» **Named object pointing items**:
+--

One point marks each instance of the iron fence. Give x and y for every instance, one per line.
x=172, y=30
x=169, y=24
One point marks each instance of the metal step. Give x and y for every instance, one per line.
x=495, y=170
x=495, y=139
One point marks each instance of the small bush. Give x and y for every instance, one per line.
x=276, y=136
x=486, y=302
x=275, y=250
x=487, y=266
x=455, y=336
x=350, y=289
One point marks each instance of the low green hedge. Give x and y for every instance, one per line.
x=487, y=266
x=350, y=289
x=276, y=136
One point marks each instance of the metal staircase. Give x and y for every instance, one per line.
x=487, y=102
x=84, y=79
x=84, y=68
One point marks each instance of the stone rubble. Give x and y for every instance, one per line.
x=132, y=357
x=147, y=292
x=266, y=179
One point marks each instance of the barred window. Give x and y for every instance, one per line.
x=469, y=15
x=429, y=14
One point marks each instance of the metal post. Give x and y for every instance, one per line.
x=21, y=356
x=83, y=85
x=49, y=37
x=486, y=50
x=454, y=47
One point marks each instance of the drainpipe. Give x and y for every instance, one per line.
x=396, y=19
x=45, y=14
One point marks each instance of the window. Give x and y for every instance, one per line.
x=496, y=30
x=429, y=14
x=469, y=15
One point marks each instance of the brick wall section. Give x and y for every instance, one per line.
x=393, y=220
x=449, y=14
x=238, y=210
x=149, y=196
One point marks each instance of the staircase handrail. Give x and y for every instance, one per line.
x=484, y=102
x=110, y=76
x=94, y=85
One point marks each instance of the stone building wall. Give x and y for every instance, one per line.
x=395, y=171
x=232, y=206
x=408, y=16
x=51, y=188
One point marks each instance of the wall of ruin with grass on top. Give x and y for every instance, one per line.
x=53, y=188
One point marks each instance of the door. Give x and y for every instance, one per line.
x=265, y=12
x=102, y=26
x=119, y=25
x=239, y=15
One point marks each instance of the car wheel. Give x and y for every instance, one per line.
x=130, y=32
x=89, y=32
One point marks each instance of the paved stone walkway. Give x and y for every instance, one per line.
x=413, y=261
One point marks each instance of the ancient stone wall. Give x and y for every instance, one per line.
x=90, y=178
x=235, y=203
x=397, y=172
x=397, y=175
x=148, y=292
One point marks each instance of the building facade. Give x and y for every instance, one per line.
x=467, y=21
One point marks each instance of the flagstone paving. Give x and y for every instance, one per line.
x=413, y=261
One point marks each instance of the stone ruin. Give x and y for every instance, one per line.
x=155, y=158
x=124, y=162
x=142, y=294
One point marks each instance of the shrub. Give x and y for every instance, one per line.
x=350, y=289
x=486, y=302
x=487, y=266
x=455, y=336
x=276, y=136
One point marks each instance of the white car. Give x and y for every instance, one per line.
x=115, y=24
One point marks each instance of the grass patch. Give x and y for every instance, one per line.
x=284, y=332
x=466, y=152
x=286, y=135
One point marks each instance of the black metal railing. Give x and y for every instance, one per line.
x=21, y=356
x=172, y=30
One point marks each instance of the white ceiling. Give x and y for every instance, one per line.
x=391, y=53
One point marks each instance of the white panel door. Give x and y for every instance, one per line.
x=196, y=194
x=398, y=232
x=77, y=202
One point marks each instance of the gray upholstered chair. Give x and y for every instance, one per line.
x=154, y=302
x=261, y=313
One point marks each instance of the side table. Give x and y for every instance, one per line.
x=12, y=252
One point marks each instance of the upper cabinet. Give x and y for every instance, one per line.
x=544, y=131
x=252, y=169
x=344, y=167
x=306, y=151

+--

Write out every line of the items above as a Markdown table with the columns Row and Line, numbering the rows in order and omitting blank lines.

| Row | Line |
|---|---|
| 1 | One point marks each instance of the iron fence. Give x and y for every instance, one per line. |
| 2 | x=172, y=30 |
| 3 | x=169, y=24 |
| 4 | One point marks each instance of the metal step. Give x and y for every instance, one per line. |
| 5 | x=495, y=170 |
| 6 | x=495, y=139 |
| 7 | One point marks each instance of the small bush. Give x and y for every instance, one per line. |
| 8 | x=276, y=136 |
| 9 | x=486, y=302 |
| 10 | x=275, y=250 |
| 11 | x=487, y=266 |
| 12 | x=455, y=336 |
| 13 | x=350, y=289 |
| 14 | One point marks each instance of the low green hedge. Give x and y for every instance, one per line. |
| 15 | x=487, y=266 |
| 16 | x=350, y=289 |
| 17 | x=276, y=136 |
| 18 | One point marks each instance of the metal staircase. Give x and y for every instance, one per line. |
| 19 | x=487, y=102 |
| 20 | x=84, y=79 |
| 21 | x=84, y=68 |
| 22 | One point marks each instance of the stone rubble. Give x and y for every instance, one per line. |
| 23 | x=132, y=357 |
| 24 | x=147, y=292 |
| 25 | x=266, y=179 |
| 26 | One point marks each instance of the barred window. Give x and y for every instance, one per line. |
| 27 | x=469, y=15 |
| 28 | x=429, y=14 |
| 29 | One point marks each instance of the metal post. Give x and y for every instance, one per line. |
| 30 | x=21, y=356 |
| 31 | x=83, y=85 |
| 32 | x=49, y=37 |
| 33 | x=486, y=50 |
| 34 | x=454, y=47 |
| 35 | One point marks each instance of the drainpipe. Give x and y for every instance, one per line. |
| 36 | x=396, y=19 |
| 37 | x=45, y=14 |
| 38 | One point marks each instance of the window. Give x and y for every instance, one per line. |
| 39 | x=496, y=30 |
| 40 | x=429, y=14 |
| 41 | x=469, y=15 |
| 42 | One point marks each instance of the brick wall section. Give x and y for every instance, one per line. |
| 43 | x=393, y=220 |
| 44 | x=449, y=14 |
| 45 | x=238, y=210 |
| 46 | x=149, y=196 |
| 47 | One point marks each instance of the staircase handrail. Give x and y for every instance, one per line. |
| 48 | x=484, y=102 |
| 49 | x=110, y=76 |
| 50 | x=94, y=85 |
| 51 | One point marks each instance of the stone building wall. Give x and y for every instance, one per line. |
| 52 | x=395, y=171 |
| 53 | x=232, y=206 |
| 54 | x=408, y=16 |
| 55 | x=51, y=188 |
| 56 | One point marks each instance of the wall of ruin with grass on top. Give x and y for every instance, one per line. |
| 57 | x=53, y=188 |
| 58 | One point marks each instance of the door. Give x and y for every instance, one per line. |
| 59 | x=265, y=12 |
| 60 | x=102, y=26 |
| 61 | x=119, y=25 |
| 62 | x=239, y=15 |
| 63 | One point marks each instance of the car wheel. Give x and y for every instance, one per line. |
| 64 | x=130, y=32 |
| 65 | x=89, y=32 |
| 66 | One point marks each instance of the paved stone walkway. Give x and y for every instance, one per line. |
| 67 | x=413, y=261 |
| 68 | One point marks each instance of the ancient stone wall. Give x and y for every instance, one per line. |
| 69 | x=90, y=178 |
| 70 | x=235, y=203 |
| 71 | x=397, y=172 |
| 72 | x=397, y=175 |
| 73 | x=148, y=292 |
| 74 | One point marks each instance of the building facade. Give x and y for every instance, one per line. |
| 75 | x=467, y=21 |
| 76 | One point marks each instance of the flagstone paving. Give x and y for every instance, one per line. |
| 77 | x=413, y=261 |
| 78 | One point marks each instance of the stone ruin. Give x and y for every instance, one per line. |
| 79 | x=155, y=158 |
| 80 | x=124, y=162 |
| 81 | x=142, y=294 |
| 82 | One point marks each instance of the shrub. Give x and y for every instance, one per line. |
| 83 | x=350, y=289 |
| 84 | x=486, y=302 |
| 85 | x=487, y=266 |
| 86 | x=455, y=336 |
| 87 | x=276, y=136 |
| 88 | One point marks each instance of the white car. Give x and y for every instance, one per line. |
| 89 | x=115, y=24 |
| 90 | One point marks each instance of the grass patch. Give x and y for every instance, one per line. |
| 91 | x=284, y=332 |
| 92 | x=466, y=152 |
| 93 | x=286, y=135 |
| 94 | One point marks each instance of the black metal railing. Give x and y for every instance, one per line. |
| 95 | x=21, y=356 |
| 96 | x=172, y=30 |
| 97 | One point marks each instance of the white ceiling. Give x and y for every instance, one per line. |
| 98 | x=391, y=53 |
| 99 | One point marks each instance of the white panel door. Give x and y for every instance, one per line. |
| 100 | x=196, y=194 |
| 101 | x=398, y=232 |
| 102 | x=77, y=202 |
| 103 | One point marks each instance of the gray upholstered chair. Give x and y for every instance, one per line. |
| 104 | x=154, y=302 |
| 105 | x=261, y=313 |
| 106 | One point marks each instance of the side table. Give x and y for every instance, one per line. |
| 107 | x=12, y=252 |
| 108 | One point marks each instance of the upper cabinet. Give x and y for every instance, one per line. |
| 109 | x=544, y=131 |
| 110 | x=252, y=169 |
| 111 | x=344, y=167 |
| 112 | x=306, y=151 |